START DOCUMENT EXTRACT
The Leica Freedom Train

Recent politically, embarrassing events in Canada’s House of Commons have dredged up the spectre of Nazis and atrocities committed in the Ukraine during World War Two.   It should not have happened, but it did.  A 98 year old man who had fought as a Ukrainian patriot to free his country from the Russian yoke, was given a standing ovation by Members of Parliament and the visiting dignitary, President Zelensky of Ukraine.   The problem was the man fought as a voluntary member of the 14th Waffen-SS Genadiers who have been implicated in wiping out entire villages in Slovakia, Slovenia and Poland.

In the 1950s, hundreds of veterans of this unit were individually screened for security purposes and granted admission to Canada.  Presumably they were not Nazis and had committed no war crimes.  The bias then might have been individuals with a clear anti Soviet attitude, useful during the Cold War.  And look at your typical 17 year old boy today.  Is he mature enough to make the right decision.  And what exactly was the right decision in 1943?  Sit out the war and make no effort to protect your family from being killed by the Red Army?

Observing the public outrage was instructive, in what was absent.  The West continues to focus on the Holocaust and the atrocities perpetrated in Europe.  But what of the Pacific War?   The tripartite Axis of Evil consisted of Nazi Germany, Fascist Italy … and Imperial Japan.  Those Asian Nazis from another mother.  The Simon Wiesenthal Centre was quick to issue a statement that honoring this veteran trivialized the Holocaust.  But they did not mention all the other atrocities committed in WW2 in Asia.   The millions of Chinese civilians killed.  In the most gruesome manner as detailed in the Rape of Nanking.   Unit 731.  The Korean Comfort Women.   Never heard of them, not surprising.   Because you see, honoring Nazis is not a new thing.  Canada’s was a simple and stupid blunder.  But the US welcomed Dr. Wernher von Braun and his retinue of rocket scientists to play a critical role in NASA’s race to the Moon.  However, von Braun was an active member of the Nazi Party who also held the rank of Major in the SS Order, and rained down thousands of V2 missiles against the civilian populace of London, Antwerp, Paris and other cities.  These V2 rockets were also manufactured by slave labour plucked from concentration camps who were worked to death in a hellish underground factory.
END DOCUMENT EXTRACT
START PROVIDED MATERIAL
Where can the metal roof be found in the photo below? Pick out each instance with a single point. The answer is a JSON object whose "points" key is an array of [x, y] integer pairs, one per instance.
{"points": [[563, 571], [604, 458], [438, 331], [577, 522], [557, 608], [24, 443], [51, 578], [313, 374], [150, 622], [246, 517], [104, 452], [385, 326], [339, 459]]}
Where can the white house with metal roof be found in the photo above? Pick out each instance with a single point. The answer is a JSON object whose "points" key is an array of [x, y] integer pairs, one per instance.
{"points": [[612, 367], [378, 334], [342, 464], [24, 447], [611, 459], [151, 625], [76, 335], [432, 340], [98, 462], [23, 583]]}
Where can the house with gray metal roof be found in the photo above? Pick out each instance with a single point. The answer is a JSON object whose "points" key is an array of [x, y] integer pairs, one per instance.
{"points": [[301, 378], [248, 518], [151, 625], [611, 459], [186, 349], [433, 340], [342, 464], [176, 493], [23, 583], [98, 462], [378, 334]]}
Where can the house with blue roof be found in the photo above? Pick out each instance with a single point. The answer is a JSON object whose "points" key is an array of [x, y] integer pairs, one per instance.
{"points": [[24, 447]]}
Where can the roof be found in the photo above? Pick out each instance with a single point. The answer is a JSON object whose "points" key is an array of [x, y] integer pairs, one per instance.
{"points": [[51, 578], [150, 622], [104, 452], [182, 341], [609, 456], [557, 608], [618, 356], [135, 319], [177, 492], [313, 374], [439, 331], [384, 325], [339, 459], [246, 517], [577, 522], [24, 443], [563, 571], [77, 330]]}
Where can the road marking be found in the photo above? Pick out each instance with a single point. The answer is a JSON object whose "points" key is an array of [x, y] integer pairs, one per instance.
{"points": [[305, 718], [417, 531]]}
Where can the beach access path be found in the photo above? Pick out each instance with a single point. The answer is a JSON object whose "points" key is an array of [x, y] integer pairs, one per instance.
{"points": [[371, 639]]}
END PROVIDED MATERIAL
PROMPT A
Translate this sentence from the Leica Freedom Train article into Spanish: "In the 1950s, hundreds of veterans of this unit were individually screened for security purposes and granted admission to Canada."
PROMPT B
Does each statement agree with the Leica Freedom Train article? Answer yes or no for each, quoting the deciding words from the article.
(i) The veteran honored in the House of Commons was 98 years old.
(ii) The Simon Wiesenthal Centre's statement mentioned the atrocities committed in Asia during the war.
(iii) The V2 rockets were built by slave labor taken from concentration camps.
PROMPT C
Reproduce the part of the Leica Freedom Train article that opens with the words containing "In the 1950s, hundreds" and closes with "the Red Army?".

TASK RESULT A
En la década de 1950, cientos de veteranos de esta unidad fueron examinados individualmente por motivos de seguridad y admitidos en Canadá.

TASK RESULT B
(i) Yes: "A 98 year old man who had fought as a Ukrainian patriot to free his country from the Russian yoke"
(ii) No: "But they did not mention all the other atrocities committed in WW2 in Asia."
(iii) Yes: "These V2 rockets were also manufactured by slave labour plucked from concentration camps"

TASK RESULT C
In the 1950s, hundreds of veterans of this unit were individually screened for security purposes and granted admission to Canada.  Presumably they were not Nazis and had committed no war crimes.  The bias then might have been individuals with a clear anti Soviet attitude, useful during the Cold War.  And look at your typical 17 year old boy today.  Is he mature enough to make the right decision.  And what exactly was the right decision in 1943?  Sit out the war and make no effort to protect your family from being killed by the Red Army?